■ **What the exercise asks**:
Make an exact copy of each entry, leaving out every picture.

■ **Records provided**:
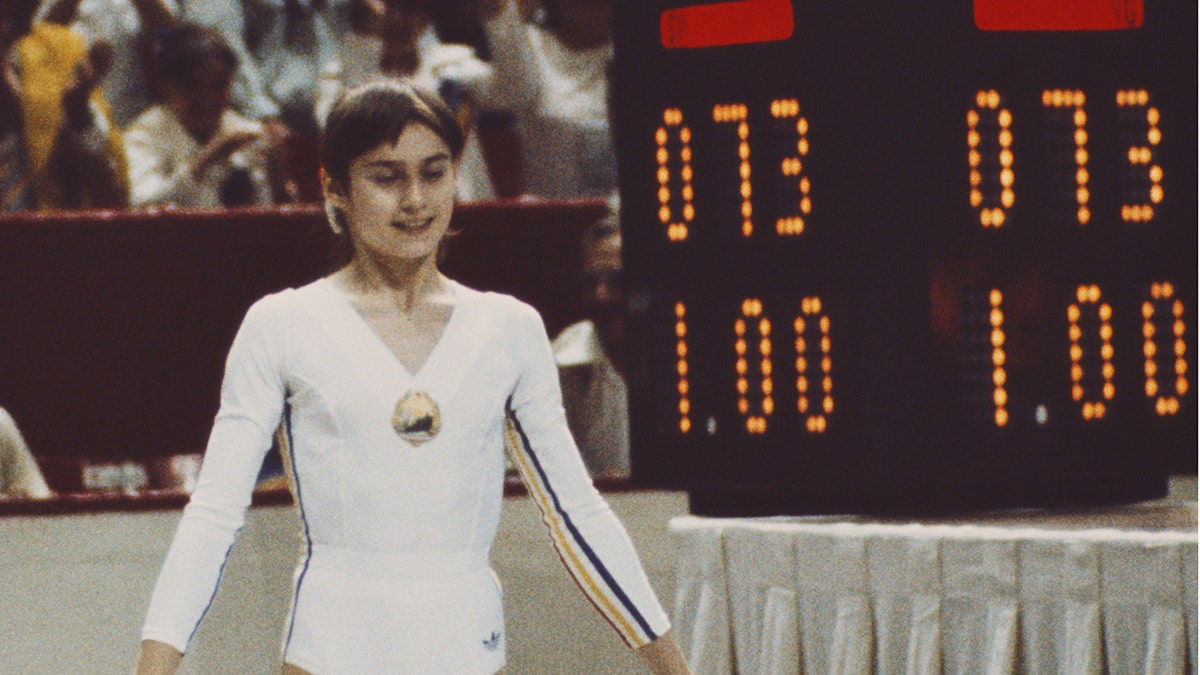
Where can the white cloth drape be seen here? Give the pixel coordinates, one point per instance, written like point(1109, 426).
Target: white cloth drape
point(847, 597)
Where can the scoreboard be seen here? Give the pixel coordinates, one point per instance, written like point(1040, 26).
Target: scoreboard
point(909, 256)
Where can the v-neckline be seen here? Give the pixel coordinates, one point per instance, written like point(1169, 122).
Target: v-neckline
point(365, 326)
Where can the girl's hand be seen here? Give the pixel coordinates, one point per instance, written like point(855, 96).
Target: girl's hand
point(665, 657)
point(157, 658)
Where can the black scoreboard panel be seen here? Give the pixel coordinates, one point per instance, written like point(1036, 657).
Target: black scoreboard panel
point(912, 256)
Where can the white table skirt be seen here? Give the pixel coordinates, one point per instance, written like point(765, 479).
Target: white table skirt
point(820, 595)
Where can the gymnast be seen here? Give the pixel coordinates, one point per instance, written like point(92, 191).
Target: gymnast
point(395, 393)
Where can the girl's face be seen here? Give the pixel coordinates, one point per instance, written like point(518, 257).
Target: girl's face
point(400, 196)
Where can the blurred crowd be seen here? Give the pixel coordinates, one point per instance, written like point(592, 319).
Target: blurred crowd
point(213, 103)
point(208, 103)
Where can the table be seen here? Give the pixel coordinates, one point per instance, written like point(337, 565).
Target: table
point(1087, 592)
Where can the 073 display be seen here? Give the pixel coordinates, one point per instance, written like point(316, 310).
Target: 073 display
point(909, 257)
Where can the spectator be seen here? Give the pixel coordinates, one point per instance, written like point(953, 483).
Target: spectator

■ **Answer to this task**:
Where can the white cloth drape be seen here? Give the pixel coordinates, one point per instance, written like point(1109, 426).
Target: white cloth drape
point(847, 597)
Where can the scoreboard be seen here? Give the pixel coordinates, one point per instance, written like point(1040, 26).
Target: scoreboard
point(909, 256)
Where can the v-neckline be seen here? Give the pixel coordinates, one point per instance, written like point(1169, 122).
Target: v-neckline
point(365, 326)
Where can the girl's hand be seen here? Give the pixel coordinates, one point per instance, written like point(855, 96).
Target: girl's hand
point(665, 657)
point(157, 658)
Where can the black scoreboard panel be seen here? Give the pixel coordinates, one point per instance, written like point(1036, 657).
Target: black scoreboard panel
point(912, 256)
Where can the white table skirt be seen here? Give the pixel coordinates, one point per instance, written like point(765, 479).
Target: white table skirt
point(820, 595)
Where can the gymnast be seen here? Give the pixel coordinates, one point per instance, written like point(92, 191).
Target: gymnast
point(395, 393)
Where can the girl's face be seen here? Give the pixel coordinates, one point per instance, written like point(518, 257).
Target: girl's face
point(400, 196)
Where can the blurred crowd be seen here? Give the pixel coordinates, one point per instance, written like point(592, 319).
Target: blurred crowd
point(213, 103)
point(208, 103)
Where can the table be seen here? Give the pixel coordinates, one point per instance, written like point(337, 565).
Target: table
point(1087, 592)
Where can the 073 display be seen here? Give the pixel coordinates, one point per instance, written like point(316, 310).
Target: 073 display
point(909, 257)
Where can the spectator be seen here? Give the pixel coordinates, one point per instance, written like point(953, 483).
Target: spectator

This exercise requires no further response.